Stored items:
## BEGIN

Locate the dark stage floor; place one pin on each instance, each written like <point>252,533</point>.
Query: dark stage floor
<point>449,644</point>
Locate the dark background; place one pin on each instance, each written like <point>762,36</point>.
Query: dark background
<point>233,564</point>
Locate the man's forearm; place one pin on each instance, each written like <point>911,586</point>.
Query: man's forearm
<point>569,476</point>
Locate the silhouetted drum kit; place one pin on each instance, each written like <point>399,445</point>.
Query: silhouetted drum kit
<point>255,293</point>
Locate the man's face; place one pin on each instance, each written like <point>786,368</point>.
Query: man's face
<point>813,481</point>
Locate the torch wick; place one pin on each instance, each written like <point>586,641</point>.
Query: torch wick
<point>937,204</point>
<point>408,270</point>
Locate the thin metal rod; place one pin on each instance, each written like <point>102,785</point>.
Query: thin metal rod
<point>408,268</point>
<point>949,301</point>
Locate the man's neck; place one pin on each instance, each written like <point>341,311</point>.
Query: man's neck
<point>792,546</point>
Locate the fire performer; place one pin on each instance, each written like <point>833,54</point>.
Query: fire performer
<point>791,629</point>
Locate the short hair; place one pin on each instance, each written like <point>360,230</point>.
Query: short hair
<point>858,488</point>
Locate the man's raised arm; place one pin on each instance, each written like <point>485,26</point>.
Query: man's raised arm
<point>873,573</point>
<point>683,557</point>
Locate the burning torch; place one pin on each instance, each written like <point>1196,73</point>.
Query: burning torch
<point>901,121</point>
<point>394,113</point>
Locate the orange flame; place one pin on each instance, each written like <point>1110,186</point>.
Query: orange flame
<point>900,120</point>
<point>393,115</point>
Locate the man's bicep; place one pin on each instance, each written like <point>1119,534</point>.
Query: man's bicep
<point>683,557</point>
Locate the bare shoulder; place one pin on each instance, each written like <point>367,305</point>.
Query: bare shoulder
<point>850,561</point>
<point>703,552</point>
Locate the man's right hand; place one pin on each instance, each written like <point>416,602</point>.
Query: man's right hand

## END

**Task details**
Rename "pin" to "marker" wherever it occurs in the items above, and repeat the items with everything else left the same.

**Exercise response**
Locate the dark stage floor; place one marker on each instance, each written like <point>252,533</point>.
Query: dark stage floor
<point>449,644</point>
Locate the dark background; place one marker on each instance, each written like <point>762,36</point>.
Query: dark background
<point>233,564</point>
Locate the man's forearm; place one marker on each instance, each written like <point>911,586</point>.
Query: man's forearm
<point>569,476</point>
Locate the silhouetted drum kit; place one marker on each instance, each written like <point>399,445</point>.
Query: silhouetted drum kit
<point>255,293</point>
Locate the man's face; place one marker on each instance, each written like <point>786,368</point>.
Query: man's face
<point>813,481</point>
Locate the torch wick; place one marker on each instance, each written like <point>586,641</point>.
Query: torch wick
<point>937,204</point>
<point>408,270</point>
Locate the thin metal rod; place one marker on each instance, each written like <point>102,785</point>.
Query: thin metal rod
<point>408,268</point>
<point>949,301</point>
Locate the man's neck; place one marker on each instance, each written like <point>341,311</point>.
Query: man's neck
<point>792,546</point>
Locate the fire performer; place one marker on each instance, each written like <point>833,54</point>.
Query: fire performer
<point>791,629</point>
Locate the short hair; place one marker on each instance, each written like <point>360,230</point>.
Query: short hair
<point>858,488</point>
Locate the man's raised arm; place one marker on each instance, each written like <point>485,26</point>.
Query: man's raised arm
<point>873,573</point>
<point>683,557</point>
Locate the burning torch; place one marker on each instance, each written like <point>1196,73</point>.
Query: burning torch
<point>901,121</point>
<point>394,113</point>
Locate the orange flame; place one marker on each instance, each written like <point>1110,186</point>.
Query: orange flame
<point>900,120</point>
<point>393,115</point>
Locate the man's bicep; place one marker on each instance, each written like <point>1119,534</point>.
Query: man's bicep
<point>683,557</point>
Locate the bare shoulder; place one marker on each instance, each written like <point>367,305</point>.
Query: bare shoulder
<point>850,561</point>
<point>703,552</point>
Locate the man's right hand; place one marker on each instance, each written like <point>416,602</point>.
Query: man's right hand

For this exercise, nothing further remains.